# Which goat is most like you?



## MadHouse (Oct 3, 2019)

I don’t know about you guys, but I so enjoy the different personalities in my goats.
This game is more like a chat.
In which of your goats do you see yourself (could be several) and why?

I will start. 
For me it is Willow, my Mini Nubian girl, for several reasons.
She is skinny (but eats a lot), distracted, affectionate (more like demanding affection) and a nurturing mother. She is also silly and plays practical jokes, which I am good at too. I don’t think I am as bossy as her, but I could be wrong.
She is the one on my avatar.


----------



## Tanya (Mar 31, 2020)

Gizmo is just like Chevani. Unpredictable.


----------



## NigerianNewbie (Jun 6, 2018)

Pard'ner for his leadership abilities, sweet nature and Alpine attitude. Patch for his ability to be resourceful, and the determination he has developed that his smaller stature doesn't prevent him from standing his own ground.

And in memory of Coco Nut (RIP) for his loving devotion towards the youngest grandson.


----------



## MellonFriend (Aug 8, 2017)

I think I'm most like my doe Bella. She confident, has a sense of humor (what goat doesn't?), she forgives easily, and she's all black. My favorite color to wear is black.


----------



## happybleats (Sep 12, 2010)

I would say Irene. Shes a F1 Mini Saanen. Doesn't take any shenanigans from anyone...puffs up when annoyed and not afraid to stand her ground when needed. Shes also a great mom who will take orphans under her wing. She's not perfect, but a keeper just the same.


----------

▬▬▬▬▬▬

* _THE PROBLEM_
Return the entire goat thread word for word. The data that comes next is separate material and has no connection to the goat thread.

* _DATA EXCERPT_
▬▬▬▬▬▬

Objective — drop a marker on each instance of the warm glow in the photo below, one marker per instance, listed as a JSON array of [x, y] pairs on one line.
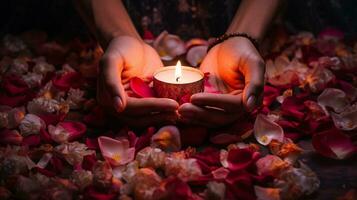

▬▬▬▬▬▬

* _RESULT_
# Which goat is most like you?



## MadHouse (Oct 3, 2019)

I don’t know about you guys, but I so enjoy the different personalities in my goats.
This game is more like a chat.
In which of your goats do you see yourself (could be several) and why?

I will start. 
For me it is Willow, my Mini Nubian girl, for several reasons.
She is skinny (but eats a lot), distracted, affectionate (more like demanding affection) and a nurturing mother. She is also silly and plays practical jokes, which I am good at too. I don’t think I am as bossy as her, but I could be wrong.
She is the one on my avatar.


----------



## Tanya (Mar 31, 2020)

Gizmo is just like Chevani. Unpredictable.


----------



## NigerianNewbie (Jun 6, 2018)

Pard'ner for his leadership abilities, sweet nature and Alpine attitude. Patch for his ability to be resourceful, and the determination he has developed that his smaller stature doesn't prevent him from standing his own ground.

And in memory of Coco Nut (RIP) for his loving devotion towards the youngest grandson.


----------



## MellonFriend (Aug 8, 2017)

I think I'm most like my doe Bella. She confident, has a sense of humor (what goat doesn't?), she forgives easily, and she's all black. My favorite color to wear is black.


----------



## happybleats (Sep 12, 2010)

I would say Irene. Shes a F1 Mini Saanen. Doesn't take any shenanigans from anyone...puffs up when annoyed and not afraid to stand her ground when needed. Shes also a great mom who will take orphans under her wing. She's not perfect, but a keeper just the same.


----------